**WHAT YOU WILL DO**
A – Please condense the paragraph at the top of the forum thread that begins "It makes them different because there is method behind there madness" into a short bulleted list that keeps its main facts.
B – Show each line of the entries that contains the string "label".

It makes them different because there is method behind there madness...Many breeders breed for one reason..to keep a pup to hopefully show..So when there choosing the one to keep they need to make sure they choose the best one in the litter..Instead of regret it laters..You cant just take a wild guess you bred your bitch for one reason so you need to make sure you keep the pup that you bred your bitch for! most breeders dont keep the two..they will have a home lined up after they took there pick out the two..

There is no need for a person wanting pets to take two imo.


----------



## Guest (Sep 12, 2009)

majortom said:


> i kept three,lol
> 2 boys and one girl
> never had a cross word between them
> but i did walk and train them on their own so each got their
> ...


lmfao !! Now that is madness carole..:001_tt2:


----------



## Natik (Mar 9, 2008)

DevilDogz said:


> It makes them different because there is method behind there madness...Many breeders breed for one reason..to keep a pup to hopefully show..So when there choosing the one to keep they need to make sure they choose the best one in the litter..Instead of regret it laters..You cant just take a wild guess you bred your bitch for one reason so you need to make sure you keep the pup that you bred your bitch for! most breeders dont keep the two..they will have a home lined up after they took there pick out the two..
> 
> There is no need for a person wanting pets to take two imo.


that makes it alright then .... its not about the dogs its about their looks and the breeders want to have a nice dog for showing and winning....

[Point annotation data]
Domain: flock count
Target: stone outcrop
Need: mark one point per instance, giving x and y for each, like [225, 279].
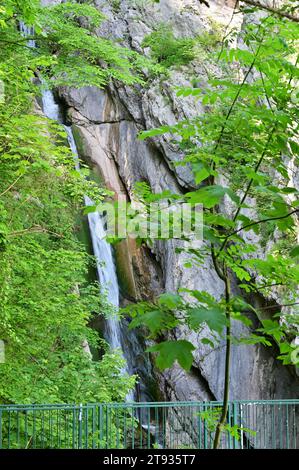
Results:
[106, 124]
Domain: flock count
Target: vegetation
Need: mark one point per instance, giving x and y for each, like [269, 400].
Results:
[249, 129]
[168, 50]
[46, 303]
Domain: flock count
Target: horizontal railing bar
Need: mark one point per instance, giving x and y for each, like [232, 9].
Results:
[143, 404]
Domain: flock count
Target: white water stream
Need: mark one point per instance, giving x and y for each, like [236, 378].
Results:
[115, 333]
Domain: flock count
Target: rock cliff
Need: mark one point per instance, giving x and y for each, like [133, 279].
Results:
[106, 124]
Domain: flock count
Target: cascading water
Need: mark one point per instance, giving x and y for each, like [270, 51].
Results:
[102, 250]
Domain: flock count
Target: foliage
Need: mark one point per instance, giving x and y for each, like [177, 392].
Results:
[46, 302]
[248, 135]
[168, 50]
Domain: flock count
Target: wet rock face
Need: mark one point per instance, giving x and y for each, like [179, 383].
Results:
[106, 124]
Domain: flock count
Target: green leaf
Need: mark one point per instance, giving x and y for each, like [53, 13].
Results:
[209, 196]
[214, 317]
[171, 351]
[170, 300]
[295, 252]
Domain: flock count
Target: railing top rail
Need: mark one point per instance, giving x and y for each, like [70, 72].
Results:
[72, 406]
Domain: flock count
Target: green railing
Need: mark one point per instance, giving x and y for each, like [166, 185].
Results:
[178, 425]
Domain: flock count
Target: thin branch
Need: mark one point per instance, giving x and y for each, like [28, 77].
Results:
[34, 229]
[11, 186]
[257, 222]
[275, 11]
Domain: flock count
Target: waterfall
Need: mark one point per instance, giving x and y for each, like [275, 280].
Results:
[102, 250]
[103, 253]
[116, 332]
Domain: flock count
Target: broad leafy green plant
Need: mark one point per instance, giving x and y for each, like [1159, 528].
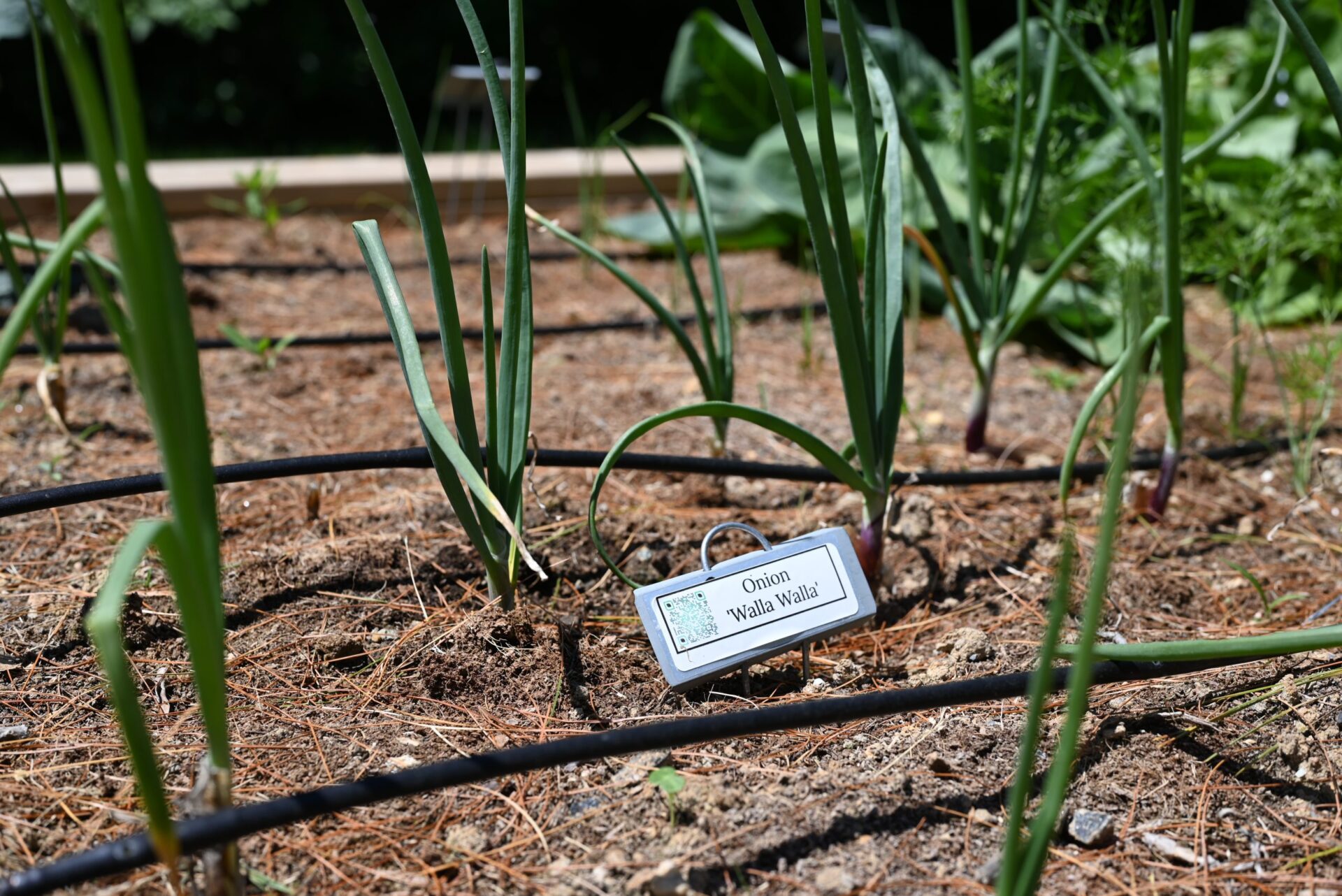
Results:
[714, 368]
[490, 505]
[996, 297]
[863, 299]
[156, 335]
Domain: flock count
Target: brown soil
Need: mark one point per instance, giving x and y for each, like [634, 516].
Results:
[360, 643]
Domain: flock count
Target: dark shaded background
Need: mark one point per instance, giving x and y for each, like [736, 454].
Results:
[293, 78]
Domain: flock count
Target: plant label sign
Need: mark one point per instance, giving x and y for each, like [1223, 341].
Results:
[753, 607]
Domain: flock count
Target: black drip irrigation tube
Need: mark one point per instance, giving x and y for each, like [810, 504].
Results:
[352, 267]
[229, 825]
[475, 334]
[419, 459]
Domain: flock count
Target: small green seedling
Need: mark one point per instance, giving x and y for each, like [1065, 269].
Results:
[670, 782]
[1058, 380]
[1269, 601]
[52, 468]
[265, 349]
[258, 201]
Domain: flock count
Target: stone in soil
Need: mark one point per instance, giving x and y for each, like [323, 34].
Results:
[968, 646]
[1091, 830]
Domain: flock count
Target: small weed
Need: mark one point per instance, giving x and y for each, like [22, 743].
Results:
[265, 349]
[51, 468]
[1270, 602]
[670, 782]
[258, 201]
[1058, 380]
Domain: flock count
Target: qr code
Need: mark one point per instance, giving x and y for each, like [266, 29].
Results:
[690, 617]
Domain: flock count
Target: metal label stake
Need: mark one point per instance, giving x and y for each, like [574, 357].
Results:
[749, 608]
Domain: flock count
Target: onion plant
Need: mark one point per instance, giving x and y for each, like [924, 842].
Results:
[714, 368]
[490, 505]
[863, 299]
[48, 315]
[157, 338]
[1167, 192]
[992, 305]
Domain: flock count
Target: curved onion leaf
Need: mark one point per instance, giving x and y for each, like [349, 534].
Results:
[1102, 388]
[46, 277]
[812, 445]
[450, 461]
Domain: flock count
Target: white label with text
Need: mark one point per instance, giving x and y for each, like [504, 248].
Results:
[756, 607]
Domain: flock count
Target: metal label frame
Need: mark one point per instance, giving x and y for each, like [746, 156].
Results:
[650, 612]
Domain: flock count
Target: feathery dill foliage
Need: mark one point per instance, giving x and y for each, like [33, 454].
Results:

**EXPECTED RESULTS**
A –
- Breeders have a method behind their choices.
- Many breed for one reason: to keep a pup they hope to show.
- They must pick the best one in the litter, not take a wild guess and regret it later.
- Most breeders don't keep both of the two. Once they have taken their pick, they have a home lined up for the other.

B –
Target: plant label sign
Target: metal label stake
Target: white label with text
Target: metal label frame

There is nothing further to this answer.